= Given request =
Find "line as [682,945]." in the material, then return exactly the line containing it and all lines after it to the end, leaving out pictures.
## Begin Material for this exercise
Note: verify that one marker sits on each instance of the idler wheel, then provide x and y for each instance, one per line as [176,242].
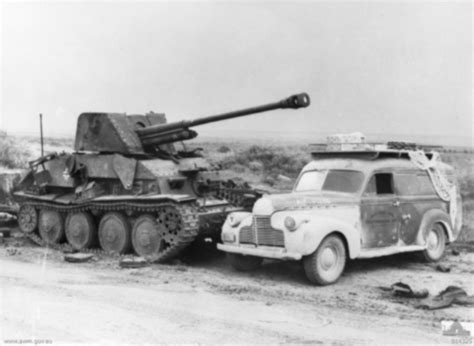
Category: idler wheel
[27,218]
[80,230]
[172,221]
[51,226]
[147,237]
[114,233]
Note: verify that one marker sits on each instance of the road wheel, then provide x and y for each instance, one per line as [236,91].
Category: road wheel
[114,233]
[81,230]
[27,219]
[146,237]
[326,264]
[435,240]
[244,263]
[51,226]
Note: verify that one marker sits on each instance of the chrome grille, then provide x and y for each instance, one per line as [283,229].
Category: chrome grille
[261,232]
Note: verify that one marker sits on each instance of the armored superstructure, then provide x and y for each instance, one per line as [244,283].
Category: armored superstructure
[127,187]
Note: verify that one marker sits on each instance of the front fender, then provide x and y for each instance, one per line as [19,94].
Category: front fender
[316,229]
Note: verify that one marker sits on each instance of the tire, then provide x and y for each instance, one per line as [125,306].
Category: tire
[325,265]
[51,226]
[244,263]
[81,230]
[435,238]
[115,233]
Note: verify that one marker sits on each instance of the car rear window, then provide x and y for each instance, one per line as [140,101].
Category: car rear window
[414,184]
[330,180]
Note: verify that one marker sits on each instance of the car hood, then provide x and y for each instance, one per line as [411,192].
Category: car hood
[298,201]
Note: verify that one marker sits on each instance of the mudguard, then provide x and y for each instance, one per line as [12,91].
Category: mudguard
[317,228]
[433,216]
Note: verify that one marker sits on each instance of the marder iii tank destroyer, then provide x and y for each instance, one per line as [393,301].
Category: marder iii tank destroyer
[128,188]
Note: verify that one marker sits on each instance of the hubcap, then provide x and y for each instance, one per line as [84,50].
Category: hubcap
[80,230]
[144,238]
[27,218]
[433,240]
[328,258]
[110,235]
[51,226]
[114,233]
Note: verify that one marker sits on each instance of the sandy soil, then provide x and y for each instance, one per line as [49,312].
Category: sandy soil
[200,299]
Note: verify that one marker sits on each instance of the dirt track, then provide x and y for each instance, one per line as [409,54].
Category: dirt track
[44,298]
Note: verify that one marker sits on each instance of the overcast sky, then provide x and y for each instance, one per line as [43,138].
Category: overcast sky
[377,67]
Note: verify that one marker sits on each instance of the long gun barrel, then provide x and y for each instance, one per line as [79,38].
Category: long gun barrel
[177,131]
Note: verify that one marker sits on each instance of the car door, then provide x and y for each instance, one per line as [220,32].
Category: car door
[416,195]
[380,212]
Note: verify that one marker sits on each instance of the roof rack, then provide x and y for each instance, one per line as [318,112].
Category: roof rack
[369,150]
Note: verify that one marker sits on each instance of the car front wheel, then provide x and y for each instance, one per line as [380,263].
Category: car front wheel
[326,264]
[435,243]
[244,263]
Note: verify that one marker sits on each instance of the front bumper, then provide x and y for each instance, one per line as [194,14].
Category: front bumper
[261,251]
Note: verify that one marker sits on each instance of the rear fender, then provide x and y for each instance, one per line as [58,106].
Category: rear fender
[434,216]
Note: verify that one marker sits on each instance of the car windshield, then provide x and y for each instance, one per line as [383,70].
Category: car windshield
[330,180]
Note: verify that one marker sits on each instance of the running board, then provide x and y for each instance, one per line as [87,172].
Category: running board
[390,250]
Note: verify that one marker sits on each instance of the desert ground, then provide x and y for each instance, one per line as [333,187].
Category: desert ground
[201,299]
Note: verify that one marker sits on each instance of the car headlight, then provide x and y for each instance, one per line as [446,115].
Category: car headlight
[234,219]
[290,223]
[228,237]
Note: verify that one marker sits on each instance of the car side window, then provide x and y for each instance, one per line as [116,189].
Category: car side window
[380,184]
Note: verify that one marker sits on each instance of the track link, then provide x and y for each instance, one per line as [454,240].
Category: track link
[187,234]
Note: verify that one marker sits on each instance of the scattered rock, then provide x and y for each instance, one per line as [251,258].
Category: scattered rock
[13,251]
[78,257]
[442,268]
[401,289]
[5,232]
[133,262]
[449,296]
[282,177]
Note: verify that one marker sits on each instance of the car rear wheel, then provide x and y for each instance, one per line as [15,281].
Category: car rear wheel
[244,263]
[435,243]
[326,264]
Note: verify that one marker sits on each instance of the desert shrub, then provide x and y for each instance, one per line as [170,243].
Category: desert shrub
[13,154]
[256,166]
[223,149]
[268,161]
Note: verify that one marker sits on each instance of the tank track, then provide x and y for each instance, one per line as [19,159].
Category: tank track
[188,211]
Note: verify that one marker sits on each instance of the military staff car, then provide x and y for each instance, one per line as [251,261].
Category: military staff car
[351,201]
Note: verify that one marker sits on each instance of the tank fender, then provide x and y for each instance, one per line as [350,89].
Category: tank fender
[430,217]
[316,229]
[125,169]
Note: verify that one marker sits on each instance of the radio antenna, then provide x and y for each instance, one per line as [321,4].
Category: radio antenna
[41,134]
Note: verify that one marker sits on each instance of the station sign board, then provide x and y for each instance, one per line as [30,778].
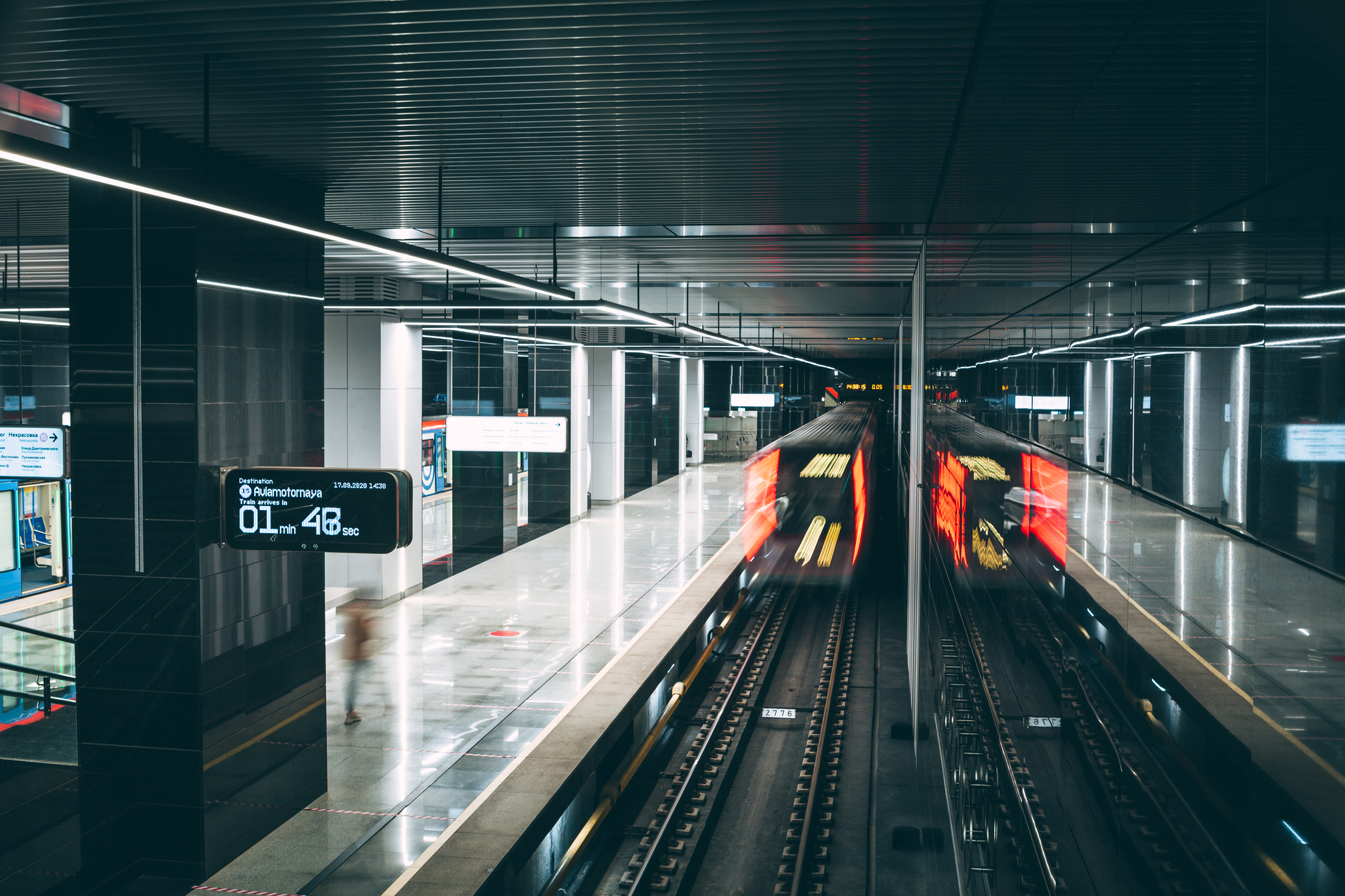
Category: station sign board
[314,508]
[533,435]
[1314,442]
[34,453]
[752,399]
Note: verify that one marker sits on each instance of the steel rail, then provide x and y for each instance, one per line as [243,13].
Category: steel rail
[1136,779]
[649,868]
[1019,790]
[612,793]
[801,860]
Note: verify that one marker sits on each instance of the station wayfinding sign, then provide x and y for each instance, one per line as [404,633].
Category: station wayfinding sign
[34,453]
[535,435]
[314,508]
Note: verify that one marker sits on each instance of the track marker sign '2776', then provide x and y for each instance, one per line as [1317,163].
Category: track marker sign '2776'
[304,508]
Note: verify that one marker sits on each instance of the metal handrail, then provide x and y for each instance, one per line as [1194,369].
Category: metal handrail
[1136,779]
[37,631]
[39,673]
[45,698]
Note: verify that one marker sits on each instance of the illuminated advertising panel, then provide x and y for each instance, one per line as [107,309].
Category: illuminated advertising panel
[326,509]
[33,453]
[1314,442]
[752,399]
[535,435]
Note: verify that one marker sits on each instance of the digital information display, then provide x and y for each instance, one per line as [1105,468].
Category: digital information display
[1309,442]
[1042,402]
[752,399]
[328,509]
[533,435]
[33,453]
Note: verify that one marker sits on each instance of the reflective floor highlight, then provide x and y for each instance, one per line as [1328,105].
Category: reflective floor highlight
[471,670]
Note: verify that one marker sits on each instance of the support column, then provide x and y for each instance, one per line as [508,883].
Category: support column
[667,418]
[640,456]
[1206,430]
[549,476]
[1239,429]
[1095,413]
[607,441]
[485,482]
[915,490]
[201,672]
[373,391]
[693,413]
[581,425]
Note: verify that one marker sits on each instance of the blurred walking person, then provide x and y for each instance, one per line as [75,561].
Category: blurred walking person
[355,652]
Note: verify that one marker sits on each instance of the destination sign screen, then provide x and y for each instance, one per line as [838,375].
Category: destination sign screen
[328,509]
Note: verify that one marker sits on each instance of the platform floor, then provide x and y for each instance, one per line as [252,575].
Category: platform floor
[1273,626]
[447,704]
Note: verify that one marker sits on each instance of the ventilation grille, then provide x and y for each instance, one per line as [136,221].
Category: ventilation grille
[600,335]
[361,289]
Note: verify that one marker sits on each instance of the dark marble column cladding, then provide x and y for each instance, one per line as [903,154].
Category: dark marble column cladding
[639,422]
[183,667]
[549,475]
[485,383]
[263,653]
[667,418]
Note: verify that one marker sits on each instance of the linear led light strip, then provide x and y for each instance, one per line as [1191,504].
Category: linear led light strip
[521,337]
[34,322]
[1223,312]
[255,289]
[621,310]
[330,234]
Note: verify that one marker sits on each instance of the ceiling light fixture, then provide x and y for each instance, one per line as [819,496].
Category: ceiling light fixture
[64,161]
[255,289]
[1329,292]
[519,337]
[1206,316]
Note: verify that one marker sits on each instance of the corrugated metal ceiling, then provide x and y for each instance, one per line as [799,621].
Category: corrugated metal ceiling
[757,114]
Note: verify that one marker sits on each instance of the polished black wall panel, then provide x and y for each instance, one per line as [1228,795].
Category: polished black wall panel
[639,422]
[669,446]
[186,661]
[485,383]
[549,475]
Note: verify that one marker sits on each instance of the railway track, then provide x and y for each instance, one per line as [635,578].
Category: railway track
[789,781]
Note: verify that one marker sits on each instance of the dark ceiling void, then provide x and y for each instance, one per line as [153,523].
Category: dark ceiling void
[780,158]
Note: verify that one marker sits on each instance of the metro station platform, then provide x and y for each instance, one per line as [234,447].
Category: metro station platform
[468,671]
[1269,625]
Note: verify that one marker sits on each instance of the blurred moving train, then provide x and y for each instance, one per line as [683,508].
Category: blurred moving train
[996,503]
[807,498]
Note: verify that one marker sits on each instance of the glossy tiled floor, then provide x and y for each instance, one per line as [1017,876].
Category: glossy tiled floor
[447,704]
[1273,626]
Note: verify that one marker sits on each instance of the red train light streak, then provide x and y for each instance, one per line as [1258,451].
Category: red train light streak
[861,503]
[759,513]
[950,505]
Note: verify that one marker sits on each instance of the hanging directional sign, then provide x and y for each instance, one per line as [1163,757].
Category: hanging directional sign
[34,453]
[328,509]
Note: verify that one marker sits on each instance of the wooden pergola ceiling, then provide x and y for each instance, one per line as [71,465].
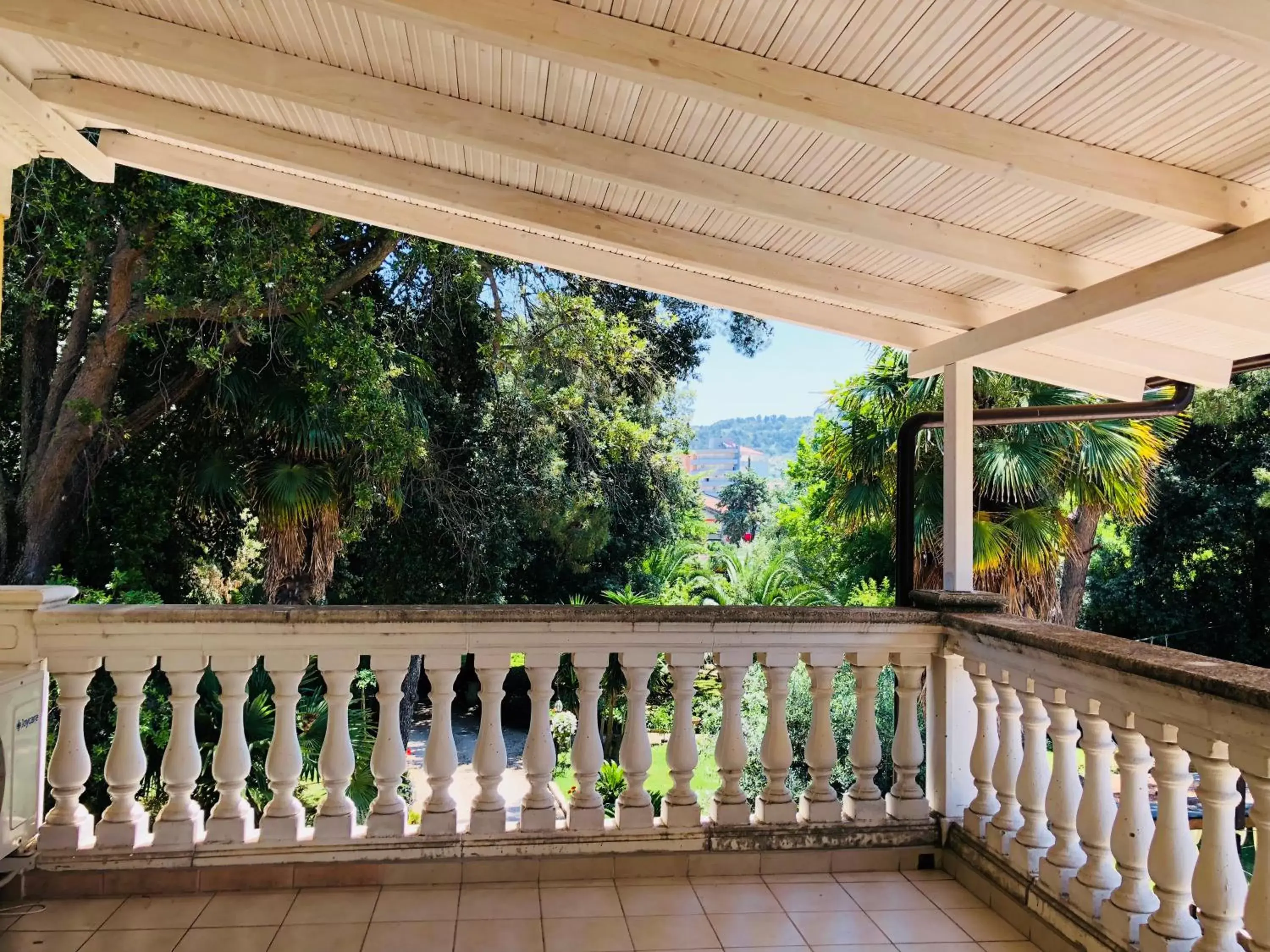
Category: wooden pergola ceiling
[992,181]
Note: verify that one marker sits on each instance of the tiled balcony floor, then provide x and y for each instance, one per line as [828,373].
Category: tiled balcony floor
[878,912]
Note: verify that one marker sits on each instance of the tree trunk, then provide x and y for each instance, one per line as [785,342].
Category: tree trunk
[1076,565]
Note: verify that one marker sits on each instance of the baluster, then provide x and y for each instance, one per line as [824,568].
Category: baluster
[440,815]
[983,754]
[125,822]
[489,809]
[680,808]
[1132,902]
[1255,766]
[586,806]
[775,805]
[1066,857]
[864,799]
[538,808]
[820,801]
[388,815]
[181,822]
[635,805]
[728,806]
[337,815]
[284,817]
[69,824]
[232,818]
[1094,819]
[1009,818]
[1034,838]
[1220,886]
[906,799]
[1171,861]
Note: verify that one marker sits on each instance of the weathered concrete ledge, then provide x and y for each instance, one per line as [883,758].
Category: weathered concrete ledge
[1241,683]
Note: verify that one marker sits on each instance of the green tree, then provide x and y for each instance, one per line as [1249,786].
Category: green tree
[1037,487]
[743,501]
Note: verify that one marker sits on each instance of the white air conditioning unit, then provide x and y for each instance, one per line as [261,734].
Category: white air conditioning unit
[23,726]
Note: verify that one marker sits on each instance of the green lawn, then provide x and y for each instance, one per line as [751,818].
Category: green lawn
[705,779]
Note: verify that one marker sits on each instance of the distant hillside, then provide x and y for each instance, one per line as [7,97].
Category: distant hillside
[775,436]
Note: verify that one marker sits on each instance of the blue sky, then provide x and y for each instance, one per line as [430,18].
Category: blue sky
[789,377]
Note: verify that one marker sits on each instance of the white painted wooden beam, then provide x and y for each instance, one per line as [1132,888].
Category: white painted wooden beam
[694,68]
[322,87]
[1143,289]
[582,258]
[1239,28]
[32,127]
[959,478]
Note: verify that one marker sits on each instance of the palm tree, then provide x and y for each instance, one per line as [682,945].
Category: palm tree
[1041,489]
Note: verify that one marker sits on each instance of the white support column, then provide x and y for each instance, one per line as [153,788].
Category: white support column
[820,801]
[959,478]
[388,815]
[983,754]
[538,806]
[284,817]
[635,805]
[232,818]
[1009,818]
[1034,838]
[864,799]
[337,815]
[489,809]
[1132,902]
[775,805]
[680,806]
[906,800]
[950,737]
[1063,798]
[125,822]
[1171,861]
[1096,814]
[181,822]
[440,815]
[69,825]
[729,808]
[1220,885]
[1254,763]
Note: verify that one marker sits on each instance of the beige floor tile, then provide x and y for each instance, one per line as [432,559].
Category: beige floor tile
[985,926]
[247,909]
[949,895]
[409,904]
[232,938]
[435,936]
[502,935]
[660,900]
[157,913]
[917,926]
[42,941]
[813,898]
[484,903]
[319,907]
[581,903]
[837,928]
[134,941]
[878,876]
[798,878]
[887,895]
[740,898]
[319,937]
[671,932]
[68,916]
[751,930]
[601,933]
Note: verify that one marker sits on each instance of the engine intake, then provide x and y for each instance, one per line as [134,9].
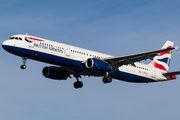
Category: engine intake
## End Material for this exercise
= Response to this task =
Note: verify that one marker sits on each instance of the palm tree, then provide x and y for each instance, one per line as [682,945].
Category: palm tree
[1041,489]
Note: verify that one marker sits on each instance of the white support column, then provide x and y for each instance, one per line as [153,788].
Category: white support column
[820,801]
[959,478]
[388,815]
[983,754]
[538,806]
[284,817]
[635,805]
[232,818]
[1009,818]
[1034,838]
[864,799]
[337,815]
[489,809]
[1132,902]
[775,805]
[680,806]
[906,800]
[950,737]
[1063,798]
[125,822]
[1171,861]
[1096,814]
[181,822]
[440,815]
[69,825]
[729,808]
[1220,885]
[1254,763]
Note: verify that one marker sits on each instance of the beige floor tile, then provide x and y for each instance, one per line as [432,559].
Category: beige floor tile
[985,926]
[247,909]
[949,895]
[409,904]
[232,938]
[435,936]
[502,935]
[660,900]
[157,913]
[917,926]
[42,941]
[813,898]
[484,903]
[319,907]
[581,903]
[837,928]
[134,941]
[878,876]
[798,878]
[887,895]
[740,898]
[319,937]
[671,932]
[68,916]
[751,930]
[601,933]
Note: verify that one marker sits on each instance of the engine intake, then provide x and y for each instance, one per line as [134,9].
Category: engine intake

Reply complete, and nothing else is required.